--- DATA PROVIDED Enclosed Below ---
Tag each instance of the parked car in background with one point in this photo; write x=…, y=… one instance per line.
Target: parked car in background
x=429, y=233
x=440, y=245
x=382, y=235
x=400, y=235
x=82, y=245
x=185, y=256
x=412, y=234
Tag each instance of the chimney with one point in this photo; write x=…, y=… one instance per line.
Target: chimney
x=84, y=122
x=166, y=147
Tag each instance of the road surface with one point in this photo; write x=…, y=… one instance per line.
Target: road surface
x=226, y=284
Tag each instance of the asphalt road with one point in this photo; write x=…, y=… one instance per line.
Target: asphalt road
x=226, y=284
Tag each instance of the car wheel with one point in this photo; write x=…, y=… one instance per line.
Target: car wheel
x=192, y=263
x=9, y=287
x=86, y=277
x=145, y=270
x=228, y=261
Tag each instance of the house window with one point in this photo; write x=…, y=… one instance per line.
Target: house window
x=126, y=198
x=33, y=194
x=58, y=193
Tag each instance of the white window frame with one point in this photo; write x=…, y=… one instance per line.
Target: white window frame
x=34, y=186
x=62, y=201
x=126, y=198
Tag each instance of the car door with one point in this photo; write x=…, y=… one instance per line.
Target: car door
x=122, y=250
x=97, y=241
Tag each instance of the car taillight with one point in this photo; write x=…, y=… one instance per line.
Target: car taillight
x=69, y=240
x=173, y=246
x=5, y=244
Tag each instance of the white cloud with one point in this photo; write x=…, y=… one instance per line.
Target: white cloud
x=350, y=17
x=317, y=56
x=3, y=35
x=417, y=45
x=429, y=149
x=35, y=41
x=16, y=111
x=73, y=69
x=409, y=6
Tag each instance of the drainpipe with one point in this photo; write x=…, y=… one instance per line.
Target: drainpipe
--- End of Enclosed DATA PROVIDED ---
■ AIM OF THE TASK ■
Every line above has to be restated word for word.

■ RESULT OF THE EXERCISE ■
Tag each instance of the parked car in background with one point in this photo; write x=…, y=… one instance per line.
Target: parked car in background
x=429, y=233
x=440, y=245
x=382, y=235
x=400, y=235
x=82, y=245
x=185, y=256
x=412, y=234
Tag each instance of the chimney with one point in this photo; write x=…, y=… one instance per line.
Target: chimney
x=84, y=122
x=166, y=147
Tag each instance of the road surface with one point in this photo; write x=…, y=… one instance per line.
Target: road surface
x=226, y=284
Tag each instance of the asphalt road with one point in this photo; write x=…, y=… one instance per line.
Target: asphalt road
x=226, y=284
Tag each instance of the car wheel with one point in this photo; write x=…, y=… one instance per line.
Target: car wheel
x=192, y=263
x=9, y=287
x=86, y=277
x=145, y=270
x=228, y=261
Tag each instance of the house window with one point in this photo; write x=…, y=… one instance per line.
Target: house window
x=126, y=198
x=33, y=194
x=58, y=193
Tag each instance of the white window frame with one point in this photo; write x=…, y=… one instance per line.
Target: white window frame
x=34, y=186
x=62, y=201
x=126, y=198
Tag each instance of the car door with one point in this photo; write x=…, y=… one instance per line.
Target: car door
x=122, y=250
x=97, y=241
Tag each instance of the car taillight with one point in this photo; write x=…, y=… one instance per line.
Target: car taillight
x=69, y=240
x=173, y=246
x=5, y=244
Tag each instance of the white cloud with one point in this photo; write x=…, y=… one instance per line.
Target: white cloud
x=350, y=17
x=317, y=56
x=3, y=35
x=417, y=45
x=429, y=149
x=35, y=41
x=16, y=111
x=73, y=69
x=409, y=6
Tag each instance of the drainpipe with one point in this photo; write x=…, y=… one instance per line.
Target: drainpipe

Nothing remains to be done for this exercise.